To do: Turn every line of the entries below into a Markdown table with the columns "Row" and "Line". Number the rows in order, skip blank lines, and leave the pictures out of the table.

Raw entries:
###
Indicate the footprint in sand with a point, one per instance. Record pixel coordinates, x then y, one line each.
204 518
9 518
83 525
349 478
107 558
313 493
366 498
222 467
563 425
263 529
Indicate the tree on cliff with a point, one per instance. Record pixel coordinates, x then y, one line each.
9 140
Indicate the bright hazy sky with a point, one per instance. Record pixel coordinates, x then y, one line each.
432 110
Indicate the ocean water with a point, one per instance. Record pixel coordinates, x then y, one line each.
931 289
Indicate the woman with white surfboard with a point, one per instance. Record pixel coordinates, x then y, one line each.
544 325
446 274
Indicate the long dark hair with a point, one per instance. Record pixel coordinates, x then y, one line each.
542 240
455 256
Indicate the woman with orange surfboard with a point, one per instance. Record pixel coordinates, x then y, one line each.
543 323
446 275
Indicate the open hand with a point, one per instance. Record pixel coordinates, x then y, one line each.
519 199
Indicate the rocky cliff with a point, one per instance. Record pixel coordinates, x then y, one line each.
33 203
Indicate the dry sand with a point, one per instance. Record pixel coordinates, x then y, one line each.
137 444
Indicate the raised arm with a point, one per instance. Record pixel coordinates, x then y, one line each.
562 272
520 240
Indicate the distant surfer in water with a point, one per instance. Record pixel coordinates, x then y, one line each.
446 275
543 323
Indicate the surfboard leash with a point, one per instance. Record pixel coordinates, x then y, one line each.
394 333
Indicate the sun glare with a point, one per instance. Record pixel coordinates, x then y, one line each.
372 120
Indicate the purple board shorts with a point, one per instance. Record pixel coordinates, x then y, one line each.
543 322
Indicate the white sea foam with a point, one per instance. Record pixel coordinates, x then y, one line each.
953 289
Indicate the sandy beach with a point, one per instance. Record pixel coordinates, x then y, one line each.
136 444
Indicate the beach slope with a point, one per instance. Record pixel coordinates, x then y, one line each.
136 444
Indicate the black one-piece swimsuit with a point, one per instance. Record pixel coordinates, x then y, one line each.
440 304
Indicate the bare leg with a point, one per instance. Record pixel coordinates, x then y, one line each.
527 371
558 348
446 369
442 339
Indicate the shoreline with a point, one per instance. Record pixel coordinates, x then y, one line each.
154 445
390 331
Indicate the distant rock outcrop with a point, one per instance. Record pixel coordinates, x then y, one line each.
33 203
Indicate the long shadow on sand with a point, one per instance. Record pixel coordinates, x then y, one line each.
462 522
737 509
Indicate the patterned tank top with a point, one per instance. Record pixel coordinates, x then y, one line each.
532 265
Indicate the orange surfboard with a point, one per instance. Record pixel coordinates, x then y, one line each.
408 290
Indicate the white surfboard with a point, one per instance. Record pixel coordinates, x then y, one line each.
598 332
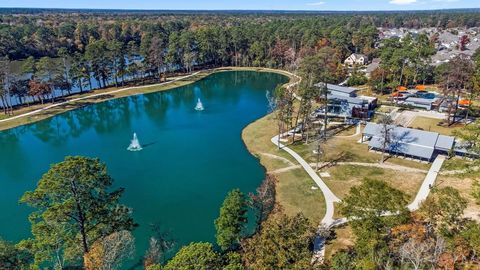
###
Result for this task:
| Row | Line |
|---|---|
| 1 | Indicate the footprint in sand with a point, one per instance. Record pixel coordinates, x then y, one line each. |
| 2 | 204 518 |
| 3 | 9 518 |
| 4 | 83 525 |
| 5 | 349 478 |
| 6 | 107 558 |
| 7 | 313 493 |
| 8 | 366 498 |
| 9 | 222 467 |
| 10 | 563 425 |
| 11 | 263 529 |
| 12 | Indicate the tree on cliff with a point, one per instance. Record pixel coordinates, x then y, one line each. |
| 13 | 9 140 |
| 14 | Indicate the bright hazy sky with a point, one per instance. Record pixel coordinates, x then y, one line each. |
| 15 | 432 110 |
| 16 | Indicate the ocean water with a point, one per instance. Record pixel coordinates, x then y, one line each. |
| 17 | 931 289 |
| 18 | Indicate the woman with white surfboard with a point, one per instance. Record pixel coordinates, x then y, one line each. |
| 19 | 544 325 |
| 20 | 446 274 |
| 21 | Indicate the long dark hair with a point, one per instance. Record pixel coordinates, x then y, one line each. |
| 22 | 542 240 |
| 23 | 455 256 |
| 24 | Indicate the woman with orange surfboard with a point, one per instance. Record pixel coordinates, x then y, one line each. |
| 25 | 543 323 |
| 26 | 446 275 |
| 27 | Indicate the open hand with a point, one per instance. Record pixel coordinates, x then y, one line each. |
| 28 | 519 199 |
| 29 | Indicate the rocky cliff with a point, one per instance. Record pixel coordinates, x then y, one line each. |
| 30 | 33 203 |
| 31 | Indicate the dry sand with a point, one per instance. Record pixel coordinates, x then y, one line each. |
| 32 | 137 444 |
| 33 | Indicate the raised arm with a point, one per instance. Record pixel coordinates, x then y, one line each. |
| 34 | 562 272 |
| 35 | 520 240 |
| 36 | Indicate the distant surfer in water with a point, one per instance. Record pixel coordinates, x then y, one line each. |
| 37 | 446 275 |
| 38 | 543 323 |
| 39 | Indicate the surfboard leash with a point, one per instance. Record pixel coordinates, x then y, one line each. |
| 40 | 394 333 |
| 41 | Indicate the sun glare with a point, one per instance. Record pixel coordinates, x then y, one line each. |
| 42 | 372 120 |
| 43 | Indicate the purple board shorts with a point, one per instance. Record pixel coordinates, x then y, one line each. |
| 44 | 543 322 |
| 45 | Indicate the white sea foam with a point, one per instance. Record pixel coordinates, x then y, one line each. |
| 46 | 953 289 |
| 47 | Indicate the sandy beach with a point, one per instance. Record pixel coordinates, x then y, one line each. |
| 48 | 136 444 |
| 49 | Indicate the beach slope with a point, one per instance. Record pixel coordinates, x then y, one line each. |
| 50 | 136 444 |
| 51 | Indicate the black one-piece swimsuit with a point, one per instance. Record pixel coordinates, x then y, one line each. |
| 52 | 440 304 |
| 53 | Indicate the bare leg with a point, one per instance. Record pixel coordinates, x then y, one line each. |
| 54 | 527 371 |
| 55 | 558 348 |
| 56 | 446 369 |
| 57 | 442 339 |
| 58 | Indicate the shoreline with a point, one per instance. Record pixel coordinates, x then y, one line each. |
| 59 | 154 445 |
| 60 | 390 331 |
| 61 | Indicate the distant rock outcrop with a point, one per instance. Record pixel coordinates, x then y, one line each. |
| 62 | 33 203 |
| 63 | Indicate the long shadow on sand with a point, one per instance. Record pixel coordinates, x then y, one line each. |
| 64 | 462 522 |
| 65 | 737 509 |
| 66 | Indicate the patterned tank top with a point, one per instance. Record pixel coordinates, x then y, one line each. |
| 67 | 532 265 |
| 68 | Indicate the orange surfboard with a point, one per instance. Record pixel coordinates, x then y, one line each. |
| 69 | 408 290 |
| 70 | Indicate the white surfboard with a point, one per instance. Record pixel coordinates, x then y, one line each. |
| 71 | 598 332 |